### WHAT THE EXERCISE ASKS
All lines holding the word "below" should be located in the records and copied.

╭──

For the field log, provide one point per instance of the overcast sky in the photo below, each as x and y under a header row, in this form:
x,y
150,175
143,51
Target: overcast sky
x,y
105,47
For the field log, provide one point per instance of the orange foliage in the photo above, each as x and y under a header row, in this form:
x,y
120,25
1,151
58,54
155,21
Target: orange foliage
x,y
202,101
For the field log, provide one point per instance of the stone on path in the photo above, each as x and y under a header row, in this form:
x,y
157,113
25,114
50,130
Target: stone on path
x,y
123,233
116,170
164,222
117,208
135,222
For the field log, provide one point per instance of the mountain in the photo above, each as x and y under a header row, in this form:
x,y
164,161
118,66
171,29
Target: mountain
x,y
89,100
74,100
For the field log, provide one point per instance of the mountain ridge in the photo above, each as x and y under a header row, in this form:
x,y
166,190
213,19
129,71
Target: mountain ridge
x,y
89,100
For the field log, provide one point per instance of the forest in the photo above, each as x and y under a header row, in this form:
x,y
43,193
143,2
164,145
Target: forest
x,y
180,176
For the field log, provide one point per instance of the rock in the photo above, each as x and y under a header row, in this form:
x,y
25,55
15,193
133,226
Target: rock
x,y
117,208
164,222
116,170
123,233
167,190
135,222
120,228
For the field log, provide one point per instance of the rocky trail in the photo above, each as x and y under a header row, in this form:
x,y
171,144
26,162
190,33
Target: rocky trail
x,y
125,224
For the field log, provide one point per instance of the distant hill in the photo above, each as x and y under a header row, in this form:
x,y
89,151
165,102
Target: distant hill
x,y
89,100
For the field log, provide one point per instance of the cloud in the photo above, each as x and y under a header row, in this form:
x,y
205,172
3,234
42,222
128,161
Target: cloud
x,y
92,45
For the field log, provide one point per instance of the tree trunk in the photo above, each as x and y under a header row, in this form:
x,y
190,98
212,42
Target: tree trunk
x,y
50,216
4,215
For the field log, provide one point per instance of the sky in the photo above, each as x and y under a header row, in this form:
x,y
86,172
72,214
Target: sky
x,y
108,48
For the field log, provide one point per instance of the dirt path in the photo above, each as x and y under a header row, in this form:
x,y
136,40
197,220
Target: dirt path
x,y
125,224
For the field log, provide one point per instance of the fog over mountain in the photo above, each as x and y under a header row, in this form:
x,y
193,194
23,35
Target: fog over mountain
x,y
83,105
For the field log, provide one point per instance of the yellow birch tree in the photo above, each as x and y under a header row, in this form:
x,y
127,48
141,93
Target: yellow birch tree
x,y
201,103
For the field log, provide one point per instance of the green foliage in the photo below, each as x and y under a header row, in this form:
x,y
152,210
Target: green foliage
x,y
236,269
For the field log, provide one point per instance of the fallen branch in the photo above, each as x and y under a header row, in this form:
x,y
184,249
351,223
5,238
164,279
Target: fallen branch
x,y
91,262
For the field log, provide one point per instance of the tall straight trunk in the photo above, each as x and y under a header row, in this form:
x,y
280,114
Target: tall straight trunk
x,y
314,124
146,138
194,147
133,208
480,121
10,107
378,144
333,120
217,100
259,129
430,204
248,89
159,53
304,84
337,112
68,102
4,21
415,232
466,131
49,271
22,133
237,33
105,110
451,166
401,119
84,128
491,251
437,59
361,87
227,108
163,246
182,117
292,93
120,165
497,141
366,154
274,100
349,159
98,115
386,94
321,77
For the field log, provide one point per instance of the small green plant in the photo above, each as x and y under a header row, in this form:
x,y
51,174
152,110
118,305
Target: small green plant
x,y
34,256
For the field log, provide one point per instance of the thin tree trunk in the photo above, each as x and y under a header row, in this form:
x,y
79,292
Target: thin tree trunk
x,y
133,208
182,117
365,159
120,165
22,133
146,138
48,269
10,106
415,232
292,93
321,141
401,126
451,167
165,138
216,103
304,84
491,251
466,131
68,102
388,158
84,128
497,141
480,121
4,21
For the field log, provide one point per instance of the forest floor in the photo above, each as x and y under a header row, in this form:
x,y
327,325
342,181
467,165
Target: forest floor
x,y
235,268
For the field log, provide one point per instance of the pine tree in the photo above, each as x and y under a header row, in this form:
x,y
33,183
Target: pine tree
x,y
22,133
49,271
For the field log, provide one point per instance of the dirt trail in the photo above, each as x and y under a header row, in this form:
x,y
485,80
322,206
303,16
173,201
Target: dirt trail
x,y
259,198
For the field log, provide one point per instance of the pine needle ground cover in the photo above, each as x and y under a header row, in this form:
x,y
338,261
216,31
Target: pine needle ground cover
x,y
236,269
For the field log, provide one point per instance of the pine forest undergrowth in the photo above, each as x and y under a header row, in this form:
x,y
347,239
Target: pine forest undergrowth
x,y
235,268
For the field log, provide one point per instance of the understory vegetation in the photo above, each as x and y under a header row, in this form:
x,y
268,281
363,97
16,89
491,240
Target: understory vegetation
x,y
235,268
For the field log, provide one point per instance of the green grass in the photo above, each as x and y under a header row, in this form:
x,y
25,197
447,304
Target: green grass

╰──

### ANSWER SPACE
For the field log, provide one point per instance of the overcast sky in the photo below, each as x and y under a header row, in this form:
For the field log, provide one point per instance of the green foliage in the photo below, each as x and y under a header row, in this form:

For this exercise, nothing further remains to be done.